## Start DOCUMENT TEXT

Cold logic alas suggests an opposite conclusion. The understanding was vague because it could not be otherwise, because even Mr Clinton, for all his gifts of cajolement and compromise, could extract no more. As it is, despite the involvement of Kofi Annan, the UN Secretary General, in the inquiry, Mr Arafat has failed to secure the fullscale international investigation, refusal of which by the Israelis led him to abandon an earlier summit with Mr Barak this month. The Israeli Prime Minister, for his part, awaits an unequivocal call from Mr Arafat, which Israel - rightly or wrongly - insists could turn off the Palestinian protests like a tap.

But assume there is an immediate ceasefire. That would merely rewind the clock to 28 September, when Ariel Sharon, the leader of the hardline Likud opposition, made his blatantly provocative visit to the Islamic holy places on Temple Mount in Jerusalem. Even then attempts to reach the elusive final status agreement were hopelessly deadlocked on the problem of Jerusalem; that deadlock is today, if anything, even more complete.

## End DOCUMENT TEXT

- [WHAT IS REQUIRED] Resume the commentary on the Israeli-Palestinian peace talks from its last sentence.

## Start RECORDED DATA

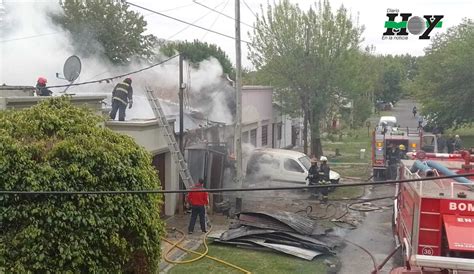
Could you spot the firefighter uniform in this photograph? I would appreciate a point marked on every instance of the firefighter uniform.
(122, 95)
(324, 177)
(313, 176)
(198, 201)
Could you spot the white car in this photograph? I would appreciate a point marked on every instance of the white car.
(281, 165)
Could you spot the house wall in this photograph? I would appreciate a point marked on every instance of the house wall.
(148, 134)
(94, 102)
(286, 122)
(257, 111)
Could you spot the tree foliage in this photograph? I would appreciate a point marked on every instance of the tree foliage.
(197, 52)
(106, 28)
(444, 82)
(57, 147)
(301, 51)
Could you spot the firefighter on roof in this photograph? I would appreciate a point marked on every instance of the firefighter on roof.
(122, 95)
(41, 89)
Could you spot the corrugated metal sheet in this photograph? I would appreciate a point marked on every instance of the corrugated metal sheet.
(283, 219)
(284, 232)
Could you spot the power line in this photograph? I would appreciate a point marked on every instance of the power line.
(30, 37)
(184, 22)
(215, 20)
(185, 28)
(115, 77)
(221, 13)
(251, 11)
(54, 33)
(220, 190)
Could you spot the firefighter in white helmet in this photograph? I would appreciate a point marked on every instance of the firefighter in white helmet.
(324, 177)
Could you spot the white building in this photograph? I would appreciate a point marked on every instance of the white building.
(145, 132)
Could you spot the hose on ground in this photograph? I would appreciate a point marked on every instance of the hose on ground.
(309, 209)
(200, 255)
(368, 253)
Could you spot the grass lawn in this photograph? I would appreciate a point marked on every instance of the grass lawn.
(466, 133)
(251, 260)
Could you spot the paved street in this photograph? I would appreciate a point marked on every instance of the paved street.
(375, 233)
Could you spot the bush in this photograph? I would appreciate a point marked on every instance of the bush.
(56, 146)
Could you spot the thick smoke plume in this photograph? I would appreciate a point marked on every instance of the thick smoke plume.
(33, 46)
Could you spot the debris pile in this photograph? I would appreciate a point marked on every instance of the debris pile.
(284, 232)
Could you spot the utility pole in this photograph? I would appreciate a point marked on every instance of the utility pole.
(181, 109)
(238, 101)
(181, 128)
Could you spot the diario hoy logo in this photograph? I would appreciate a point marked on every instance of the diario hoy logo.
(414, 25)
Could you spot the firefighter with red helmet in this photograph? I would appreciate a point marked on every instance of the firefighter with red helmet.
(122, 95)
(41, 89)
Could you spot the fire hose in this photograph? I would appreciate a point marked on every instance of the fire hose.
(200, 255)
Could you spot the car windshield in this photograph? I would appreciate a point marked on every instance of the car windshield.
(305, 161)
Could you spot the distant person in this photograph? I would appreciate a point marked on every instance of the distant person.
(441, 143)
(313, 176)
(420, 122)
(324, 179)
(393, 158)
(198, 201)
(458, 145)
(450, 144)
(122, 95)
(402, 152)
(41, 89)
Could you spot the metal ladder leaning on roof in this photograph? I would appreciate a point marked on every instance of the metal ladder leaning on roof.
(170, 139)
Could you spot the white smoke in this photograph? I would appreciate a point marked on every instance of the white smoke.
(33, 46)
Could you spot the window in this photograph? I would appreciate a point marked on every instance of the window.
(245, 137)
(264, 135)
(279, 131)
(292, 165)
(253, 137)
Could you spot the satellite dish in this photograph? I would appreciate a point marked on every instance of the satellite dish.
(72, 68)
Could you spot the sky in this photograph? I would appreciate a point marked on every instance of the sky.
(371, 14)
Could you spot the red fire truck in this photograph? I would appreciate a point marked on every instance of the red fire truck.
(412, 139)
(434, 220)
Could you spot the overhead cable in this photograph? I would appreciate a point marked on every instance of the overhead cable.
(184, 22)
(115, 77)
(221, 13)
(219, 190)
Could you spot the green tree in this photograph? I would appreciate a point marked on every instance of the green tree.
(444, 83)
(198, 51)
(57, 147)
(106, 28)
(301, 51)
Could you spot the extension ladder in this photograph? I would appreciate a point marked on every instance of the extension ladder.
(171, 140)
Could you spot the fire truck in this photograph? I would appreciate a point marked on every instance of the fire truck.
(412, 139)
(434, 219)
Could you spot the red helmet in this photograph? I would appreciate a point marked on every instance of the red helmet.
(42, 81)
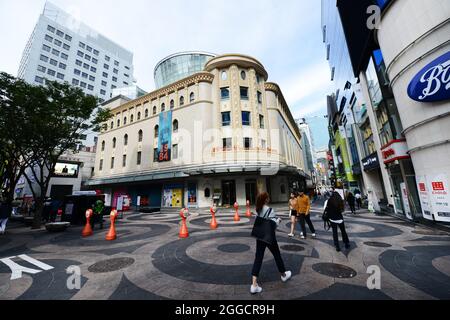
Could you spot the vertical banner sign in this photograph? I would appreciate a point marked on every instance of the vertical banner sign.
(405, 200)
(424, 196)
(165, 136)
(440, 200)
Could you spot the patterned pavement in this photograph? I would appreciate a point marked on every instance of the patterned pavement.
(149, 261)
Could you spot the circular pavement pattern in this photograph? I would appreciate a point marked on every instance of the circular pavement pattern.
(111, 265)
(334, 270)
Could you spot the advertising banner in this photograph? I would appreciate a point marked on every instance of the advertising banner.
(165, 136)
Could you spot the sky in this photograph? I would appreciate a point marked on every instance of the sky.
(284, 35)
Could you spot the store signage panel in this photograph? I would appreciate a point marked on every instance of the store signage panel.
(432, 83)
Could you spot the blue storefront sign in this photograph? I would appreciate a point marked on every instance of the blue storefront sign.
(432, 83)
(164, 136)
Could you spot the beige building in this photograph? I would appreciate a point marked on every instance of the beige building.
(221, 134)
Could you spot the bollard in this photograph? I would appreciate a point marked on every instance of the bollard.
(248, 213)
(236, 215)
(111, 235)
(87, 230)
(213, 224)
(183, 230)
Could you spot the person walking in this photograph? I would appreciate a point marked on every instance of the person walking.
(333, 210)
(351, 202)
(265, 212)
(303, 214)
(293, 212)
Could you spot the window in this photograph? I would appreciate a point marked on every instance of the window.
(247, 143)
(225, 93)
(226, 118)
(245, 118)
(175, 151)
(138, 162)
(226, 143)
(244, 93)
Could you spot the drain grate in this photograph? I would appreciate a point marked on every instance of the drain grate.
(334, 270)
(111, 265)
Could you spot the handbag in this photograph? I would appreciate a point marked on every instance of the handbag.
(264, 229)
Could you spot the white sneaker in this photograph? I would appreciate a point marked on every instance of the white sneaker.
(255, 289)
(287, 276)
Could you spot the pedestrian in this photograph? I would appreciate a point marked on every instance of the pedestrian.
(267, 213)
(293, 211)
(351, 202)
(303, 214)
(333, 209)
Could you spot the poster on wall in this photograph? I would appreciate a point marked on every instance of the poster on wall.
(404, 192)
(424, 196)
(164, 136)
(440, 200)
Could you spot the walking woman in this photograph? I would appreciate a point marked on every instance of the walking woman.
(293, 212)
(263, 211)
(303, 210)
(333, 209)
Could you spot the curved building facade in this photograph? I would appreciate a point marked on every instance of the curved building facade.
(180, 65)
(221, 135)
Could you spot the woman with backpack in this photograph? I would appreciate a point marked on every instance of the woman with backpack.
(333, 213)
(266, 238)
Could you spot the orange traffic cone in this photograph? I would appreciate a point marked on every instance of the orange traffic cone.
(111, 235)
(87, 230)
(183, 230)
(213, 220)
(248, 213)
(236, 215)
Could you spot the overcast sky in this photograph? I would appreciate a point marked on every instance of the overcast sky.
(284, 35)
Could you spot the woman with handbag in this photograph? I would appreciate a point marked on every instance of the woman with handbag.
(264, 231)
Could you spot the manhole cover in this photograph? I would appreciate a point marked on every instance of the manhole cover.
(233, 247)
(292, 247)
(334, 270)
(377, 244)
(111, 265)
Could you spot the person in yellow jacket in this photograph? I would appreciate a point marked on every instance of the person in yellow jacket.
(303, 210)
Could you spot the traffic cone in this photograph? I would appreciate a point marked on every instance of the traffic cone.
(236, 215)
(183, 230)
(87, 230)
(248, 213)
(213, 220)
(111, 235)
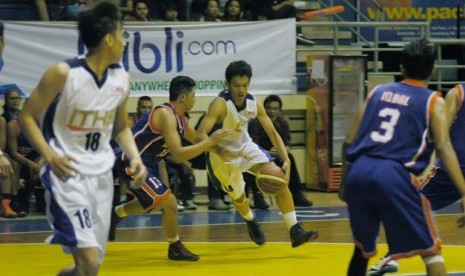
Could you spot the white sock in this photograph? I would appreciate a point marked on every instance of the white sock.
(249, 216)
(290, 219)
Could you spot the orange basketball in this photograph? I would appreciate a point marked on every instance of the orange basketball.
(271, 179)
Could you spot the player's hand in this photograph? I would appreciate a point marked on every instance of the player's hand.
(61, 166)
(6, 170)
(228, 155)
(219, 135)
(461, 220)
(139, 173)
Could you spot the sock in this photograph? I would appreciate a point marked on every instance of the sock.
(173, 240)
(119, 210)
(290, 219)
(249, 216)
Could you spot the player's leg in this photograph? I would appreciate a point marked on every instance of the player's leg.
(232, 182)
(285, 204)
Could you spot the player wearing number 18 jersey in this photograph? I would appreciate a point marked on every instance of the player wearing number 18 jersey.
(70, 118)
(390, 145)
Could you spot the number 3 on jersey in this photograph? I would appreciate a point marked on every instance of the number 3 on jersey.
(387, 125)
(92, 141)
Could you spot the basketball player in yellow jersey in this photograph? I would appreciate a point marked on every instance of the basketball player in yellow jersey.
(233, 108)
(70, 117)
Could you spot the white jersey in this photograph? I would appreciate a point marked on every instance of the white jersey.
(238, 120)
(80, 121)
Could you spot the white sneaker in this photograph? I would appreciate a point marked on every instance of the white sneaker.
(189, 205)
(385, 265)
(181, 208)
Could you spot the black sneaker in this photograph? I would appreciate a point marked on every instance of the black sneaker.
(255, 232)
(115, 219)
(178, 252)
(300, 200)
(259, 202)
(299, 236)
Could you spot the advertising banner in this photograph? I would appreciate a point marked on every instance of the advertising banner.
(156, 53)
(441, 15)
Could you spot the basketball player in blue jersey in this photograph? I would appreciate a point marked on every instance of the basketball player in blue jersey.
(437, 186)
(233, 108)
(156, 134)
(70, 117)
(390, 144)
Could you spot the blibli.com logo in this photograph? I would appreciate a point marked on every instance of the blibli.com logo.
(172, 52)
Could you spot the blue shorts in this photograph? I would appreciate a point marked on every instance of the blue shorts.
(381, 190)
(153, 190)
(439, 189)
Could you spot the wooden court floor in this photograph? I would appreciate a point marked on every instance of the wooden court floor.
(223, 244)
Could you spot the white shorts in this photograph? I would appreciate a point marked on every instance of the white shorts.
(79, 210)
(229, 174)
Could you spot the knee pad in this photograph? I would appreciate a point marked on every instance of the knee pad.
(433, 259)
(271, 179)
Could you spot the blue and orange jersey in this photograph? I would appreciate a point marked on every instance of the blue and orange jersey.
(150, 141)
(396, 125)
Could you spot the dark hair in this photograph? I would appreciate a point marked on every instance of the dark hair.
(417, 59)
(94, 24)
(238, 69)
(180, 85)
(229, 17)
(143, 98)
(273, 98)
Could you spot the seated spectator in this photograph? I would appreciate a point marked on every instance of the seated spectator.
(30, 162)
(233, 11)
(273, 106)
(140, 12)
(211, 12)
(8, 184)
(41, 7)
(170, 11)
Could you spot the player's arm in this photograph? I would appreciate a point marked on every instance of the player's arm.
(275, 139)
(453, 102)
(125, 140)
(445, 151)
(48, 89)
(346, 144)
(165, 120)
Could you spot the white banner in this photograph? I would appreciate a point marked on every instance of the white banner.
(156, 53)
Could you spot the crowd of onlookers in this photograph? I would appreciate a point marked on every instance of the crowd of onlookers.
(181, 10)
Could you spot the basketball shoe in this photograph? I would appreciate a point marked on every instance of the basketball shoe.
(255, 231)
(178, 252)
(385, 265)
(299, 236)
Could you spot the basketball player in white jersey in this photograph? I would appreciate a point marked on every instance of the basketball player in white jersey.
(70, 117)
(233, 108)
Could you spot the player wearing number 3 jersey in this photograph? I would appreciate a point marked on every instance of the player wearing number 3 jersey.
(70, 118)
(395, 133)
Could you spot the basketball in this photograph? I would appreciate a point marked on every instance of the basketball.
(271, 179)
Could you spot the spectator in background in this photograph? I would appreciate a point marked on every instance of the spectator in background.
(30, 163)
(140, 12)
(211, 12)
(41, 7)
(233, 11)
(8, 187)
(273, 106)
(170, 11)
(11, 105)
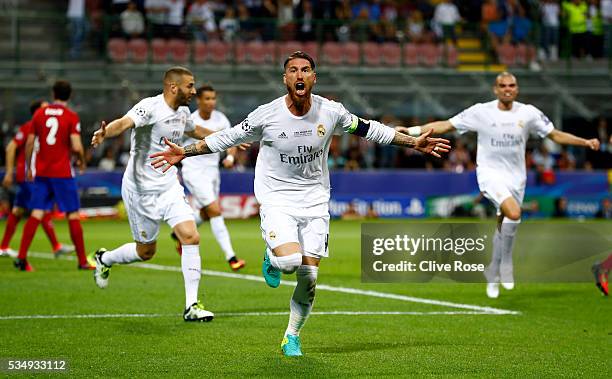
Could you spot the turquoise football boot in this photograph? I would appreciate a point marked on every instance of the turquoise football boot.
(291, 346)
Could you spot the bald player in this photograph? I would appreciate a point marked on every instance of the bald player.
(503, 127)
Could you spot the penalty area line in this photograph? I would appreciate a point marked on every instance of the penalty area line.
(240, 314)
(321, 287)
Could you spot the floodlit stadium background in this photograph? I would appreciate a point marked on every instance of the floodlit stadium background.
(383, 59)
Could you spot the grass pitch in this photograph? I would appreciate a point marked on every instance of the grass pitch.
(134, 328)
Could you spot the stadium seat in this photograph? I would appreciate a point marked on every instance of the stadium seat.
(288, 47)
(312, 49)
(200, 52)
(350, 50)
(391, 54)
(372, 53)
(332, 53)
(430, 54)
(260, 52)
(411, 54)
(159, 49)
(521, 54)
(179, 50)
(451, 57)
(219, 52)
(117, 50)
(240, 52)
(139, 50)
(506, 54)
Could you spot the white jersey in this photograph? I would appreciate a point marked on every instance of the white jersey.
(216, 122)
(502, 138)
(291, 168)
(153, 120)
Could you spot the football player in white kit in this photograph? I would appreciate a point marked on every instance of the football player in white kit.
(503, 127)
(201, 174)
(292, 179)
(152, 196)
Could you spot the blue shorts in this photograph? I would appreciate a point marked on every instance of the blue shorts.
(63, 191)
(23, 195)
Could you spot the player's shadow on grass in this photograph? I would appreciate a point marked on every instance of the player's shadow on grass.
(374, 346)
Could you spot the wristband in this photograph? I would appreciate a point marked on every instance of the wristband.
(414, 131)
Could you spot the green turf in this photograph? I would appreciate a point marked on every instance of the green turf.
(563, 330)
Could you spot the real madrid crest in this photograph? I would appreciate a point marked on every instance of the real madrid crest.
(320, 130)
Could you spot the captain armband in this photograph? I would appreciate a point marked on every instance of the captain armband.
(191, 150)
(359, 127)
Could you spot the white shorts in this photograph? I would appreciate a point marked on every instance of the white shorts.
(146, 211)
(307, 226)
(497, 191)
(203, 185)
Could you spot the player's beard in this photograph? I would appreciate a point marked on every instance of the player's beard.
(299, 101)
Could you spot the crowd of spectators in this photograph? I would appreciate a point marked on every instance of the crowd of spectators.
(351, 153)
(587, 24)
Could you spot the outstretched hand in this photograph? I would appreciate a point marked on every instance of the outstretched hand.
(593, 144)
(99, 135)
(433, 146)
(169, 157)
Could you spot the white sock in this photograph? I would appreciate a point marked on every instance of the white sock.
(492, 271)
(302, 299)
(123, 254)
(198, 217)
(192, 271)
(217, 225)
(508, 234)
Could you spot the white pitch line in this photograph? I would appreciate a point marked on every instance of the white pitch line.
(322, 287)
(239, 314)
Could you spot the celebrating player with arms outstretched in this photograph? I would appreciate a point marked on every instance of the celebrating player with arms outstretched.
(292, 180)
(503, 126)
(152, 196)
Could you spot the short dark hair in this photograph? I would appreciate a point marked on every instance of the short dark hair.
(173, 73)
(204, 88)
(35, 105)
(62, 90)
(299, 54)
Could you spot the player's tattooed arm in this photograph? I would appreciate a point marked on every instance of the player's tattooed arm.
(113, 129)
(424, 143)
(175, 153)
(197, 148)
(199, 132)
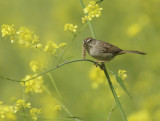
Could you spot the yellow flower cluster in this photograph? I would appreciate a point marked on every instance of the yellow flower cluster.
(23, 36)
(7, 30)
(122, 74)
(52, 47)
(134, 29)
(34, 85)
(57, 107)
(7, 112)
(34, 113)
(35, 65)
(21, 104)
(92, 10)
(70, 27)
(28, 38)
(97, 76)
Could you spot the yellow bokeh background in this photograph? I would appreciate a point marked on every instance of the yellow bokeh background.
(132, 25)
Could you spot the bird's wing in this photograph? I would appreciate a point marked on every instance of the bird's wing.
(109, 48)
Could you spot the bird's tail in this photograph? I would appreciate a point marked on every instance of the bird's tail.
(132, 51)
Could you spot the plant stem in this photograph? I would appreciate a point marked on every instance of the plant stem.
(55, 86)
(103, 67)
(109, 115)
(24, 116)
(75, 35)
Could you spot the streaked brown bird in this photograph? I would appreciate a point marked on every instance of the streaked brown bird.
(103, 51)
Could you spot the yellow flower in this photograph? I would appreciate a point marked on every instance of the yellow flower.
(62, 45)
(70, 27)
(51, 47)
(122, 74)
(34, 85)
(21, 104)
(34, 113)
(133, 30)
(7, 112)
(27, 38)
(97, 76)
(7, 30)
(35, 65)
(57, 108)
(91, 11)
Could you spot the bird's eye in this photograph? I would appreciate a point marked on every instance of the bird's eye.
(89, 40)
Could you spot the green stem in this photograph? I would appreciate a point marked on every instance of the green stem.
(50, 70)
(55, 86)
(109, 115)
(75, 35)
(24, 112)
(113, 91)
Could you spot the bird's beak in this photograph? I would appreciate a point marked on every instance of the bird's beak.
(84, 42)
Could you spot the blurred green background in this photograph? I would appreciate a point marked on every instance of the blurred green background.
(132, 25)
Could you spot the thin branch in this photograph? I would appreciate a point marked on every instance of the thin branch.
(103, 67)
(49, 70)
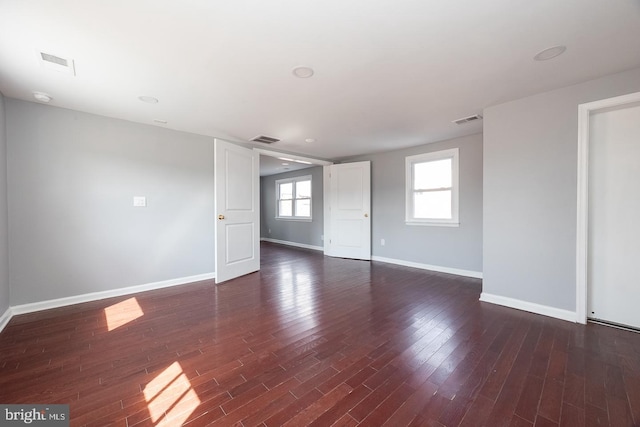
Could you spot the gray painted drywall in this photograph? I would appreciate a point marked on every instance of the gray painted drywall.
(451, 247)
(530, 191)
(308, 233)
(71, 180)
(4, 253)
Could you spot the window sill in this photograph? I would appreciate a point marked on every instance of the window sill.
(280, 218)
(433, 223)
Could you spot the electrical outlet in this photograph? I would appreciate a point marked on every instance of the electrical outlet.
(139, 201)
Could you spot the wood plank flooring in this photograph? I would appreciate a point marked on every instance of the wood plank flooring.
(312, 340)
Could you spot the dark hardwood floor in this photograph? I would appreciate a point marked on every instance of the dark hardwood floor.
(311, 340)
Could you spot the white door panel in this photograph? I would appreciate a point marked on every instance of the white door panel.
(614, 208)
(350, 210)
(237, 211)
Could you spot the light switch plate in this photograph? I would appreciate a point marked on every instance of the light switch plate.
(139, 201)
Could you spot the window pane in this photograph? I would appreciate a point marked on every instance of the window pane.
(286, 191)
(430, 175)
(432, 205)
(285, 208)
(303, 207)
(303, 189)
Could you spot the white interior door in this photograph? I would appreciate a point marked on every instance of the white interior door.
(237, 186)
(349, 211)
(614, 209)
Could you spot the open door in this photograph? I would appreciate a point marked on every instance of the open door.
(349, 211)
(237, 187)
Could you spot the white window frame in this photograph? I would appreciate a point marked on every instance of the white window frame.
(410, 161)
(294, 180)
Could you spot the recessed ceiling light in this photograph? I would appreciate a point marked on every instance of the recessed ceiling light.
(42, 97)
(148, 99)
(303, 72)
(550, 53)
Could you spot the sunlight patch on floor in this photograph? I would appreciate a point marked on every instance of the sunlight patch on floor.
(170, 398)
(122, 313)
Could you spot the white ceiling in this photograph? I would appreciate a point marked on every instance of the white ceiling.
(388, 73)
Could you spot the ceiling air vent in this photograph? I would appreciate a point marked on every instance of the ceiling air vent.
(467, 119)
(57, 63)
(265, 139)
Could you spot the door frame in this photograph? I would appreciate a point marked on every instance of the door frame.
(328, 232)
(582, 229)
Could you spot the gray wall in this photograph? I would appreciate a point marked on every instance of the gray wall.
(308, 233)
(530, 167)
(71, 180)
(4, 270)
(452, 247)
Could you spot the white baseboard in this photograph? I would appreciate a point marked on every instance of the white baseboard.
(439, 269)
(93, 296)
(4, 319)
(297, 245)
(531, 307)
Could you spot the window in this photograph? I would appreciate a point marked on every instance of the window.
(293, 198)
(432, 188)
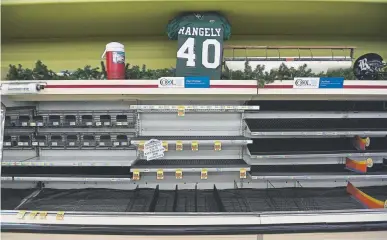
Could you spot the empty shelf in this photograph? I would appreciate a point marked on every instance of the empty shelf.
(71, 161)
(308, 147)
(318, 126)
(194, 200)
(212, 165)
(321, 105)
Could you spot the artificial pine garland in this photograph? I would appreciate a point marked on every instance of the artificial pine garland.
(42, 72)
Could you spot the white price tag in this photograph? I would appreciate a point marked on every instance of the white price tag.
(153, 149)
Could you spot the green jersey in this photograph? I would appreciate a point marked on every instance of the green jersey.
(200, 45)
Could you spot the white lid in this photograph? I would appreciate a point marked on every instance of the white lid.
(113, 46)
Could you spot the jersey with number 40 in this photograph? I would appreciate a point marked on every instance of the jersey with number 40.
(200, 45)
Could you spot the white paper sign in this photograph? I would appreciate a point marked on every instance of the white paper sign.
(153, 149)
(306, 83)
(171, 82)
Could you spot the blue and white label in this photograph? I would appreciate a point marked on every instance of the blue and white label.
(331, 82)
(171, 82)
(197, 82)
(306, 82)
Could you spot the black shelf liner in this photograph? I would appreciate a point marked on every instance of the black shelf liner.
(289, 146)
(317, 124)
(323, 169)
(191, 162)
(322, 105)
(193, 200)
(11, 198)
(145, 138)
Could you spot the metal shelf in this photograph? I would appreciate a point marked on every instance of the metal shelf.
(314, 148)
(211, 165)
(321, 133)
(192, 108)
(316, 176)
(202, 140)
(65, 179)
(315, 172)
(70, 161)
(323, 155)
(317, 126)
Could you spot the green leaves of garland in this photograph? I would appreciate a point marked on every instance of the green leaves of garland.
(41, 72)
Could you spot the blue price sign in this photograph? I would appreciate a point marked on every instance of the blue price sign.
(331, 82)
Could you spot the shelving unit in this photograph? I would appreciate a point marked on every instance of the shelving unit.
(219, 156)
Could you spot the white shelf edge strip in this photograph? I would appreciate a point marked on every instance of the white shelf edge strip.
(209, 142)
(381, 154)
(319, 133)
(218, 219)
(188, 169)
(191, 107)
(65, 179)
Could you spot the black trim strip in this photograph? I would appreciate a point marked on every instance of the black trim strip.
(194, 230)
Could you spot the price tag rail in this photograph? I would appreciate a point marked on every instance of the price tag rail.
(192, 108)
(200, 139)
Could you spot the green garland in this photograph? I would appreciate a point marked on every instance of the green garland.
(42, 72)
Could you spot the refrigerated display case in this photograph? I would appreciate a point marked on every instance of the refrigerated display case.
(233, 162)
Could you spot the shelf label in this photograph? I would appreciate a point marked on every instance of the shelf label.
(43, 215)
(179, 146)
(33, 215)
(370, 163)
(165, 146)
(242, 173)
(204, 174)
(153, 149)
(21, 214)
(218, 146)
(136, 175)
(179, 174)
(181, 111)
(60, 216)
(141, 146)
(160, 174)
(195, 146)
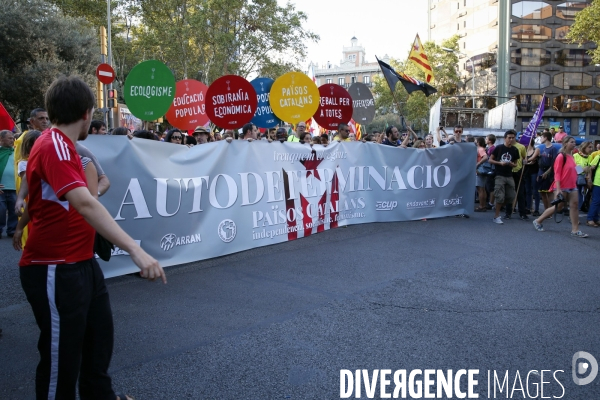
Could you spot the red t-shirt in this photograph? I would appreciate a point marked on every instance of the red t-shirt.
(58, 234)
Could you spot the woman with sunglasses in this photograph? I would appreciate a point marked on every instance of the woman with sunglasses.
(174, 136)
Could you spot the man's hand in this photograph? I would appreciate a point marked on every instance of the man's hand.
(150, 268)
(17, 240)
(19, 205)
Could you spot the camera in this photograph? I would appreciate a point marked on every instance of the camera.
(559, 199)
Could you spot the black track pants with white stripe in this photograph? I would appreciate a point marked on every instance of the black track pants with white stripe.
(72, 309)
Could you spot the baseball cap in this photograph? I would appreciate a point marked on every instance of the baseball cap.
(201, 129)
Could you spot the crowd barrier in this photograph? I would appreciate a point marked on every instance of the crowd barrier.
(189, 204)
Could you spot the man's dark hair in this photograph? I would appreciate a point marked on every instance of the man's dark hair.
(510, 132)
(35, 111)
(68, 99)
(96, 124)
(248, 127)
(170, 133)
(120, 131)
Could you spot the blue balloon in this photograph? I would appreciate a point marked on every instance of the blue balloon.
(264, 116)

## End RECORDED DATA

- [RESULT FOR THIS EXERCISE]
So, at best, a cooling-off period first, in which the domestic political supports of two weak leaders can be strengthened. Then, if a minimum of trust can be rebuilt, a resumption of longer-term peacemaking. The bottom line remains unchanged. Geography and history condemn Israelis and Palestinians to live together - either in peace or in permanent quasi-war. Just possibly, the agreement at Sharm el-Sheikh was a grudging acceptance that the first option is preferable.